Secretary of the Department of Agriculture, Fisheries and Forestry
- In office 7 May 2007 – 28 January 2013

Personal details
- Alma mater: Queen's University Belfast
- Occupation: Public servant

= Conall O'Connell =

Australian public servant

Conall O'Connell is a senior Australian public servant and policymaker. He is currently an Australian Centre for International Agricultural Research Commissioner.

==Education==
O'Connell attended Queen's University Belfast, where he studied to attain a Bachelor of Arts (with first class honours) and his doctorate.

==Career==
Between 1991 and 1997, O'Connell held various positions in the Department of the Prime Minister and Cabinet.

By 2005, he was a Deputy Secretary in the Department of the Environment and Heritage. While in the Environment Department, he was involved in authoring a report on biofuels.

What to produce: Condense the paragraph of the biography that opens "By 2005, he was a Deputy Secretary" into one sentence that keeps its main facts. The material after this point has no connection to the biography.

Entries provided:
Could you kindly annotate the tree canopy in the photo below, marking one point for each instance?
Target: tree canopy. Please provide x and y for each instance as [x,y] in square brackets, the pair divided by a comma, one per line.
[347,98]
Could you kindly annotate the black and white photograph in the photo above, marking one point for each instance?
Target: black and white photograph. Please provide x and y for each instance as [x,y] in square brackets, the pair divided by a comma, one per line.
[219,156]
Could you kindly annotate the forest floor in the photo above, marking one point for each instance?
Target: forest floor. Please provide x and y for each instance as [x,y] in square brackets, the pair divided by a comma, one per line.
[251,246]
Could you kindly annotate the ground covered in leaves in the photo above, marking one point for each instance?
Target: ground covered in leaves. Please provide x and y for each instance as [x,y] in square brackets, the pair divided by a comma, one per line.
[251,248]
--
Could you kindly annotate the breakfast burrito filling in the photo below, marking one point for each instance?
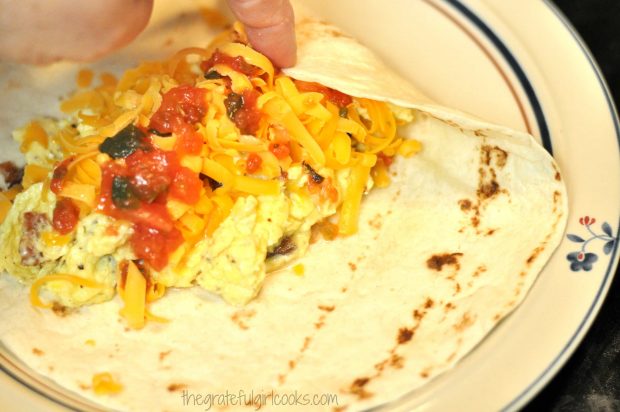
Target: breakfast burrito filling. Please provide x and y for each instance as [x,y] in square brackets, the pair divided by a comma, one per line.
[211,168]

Reply to the exercise: By 2005, O'Connell was a Deputy Secretary in the Department of the Environment and Heritage, where he helped author a report on biofuels.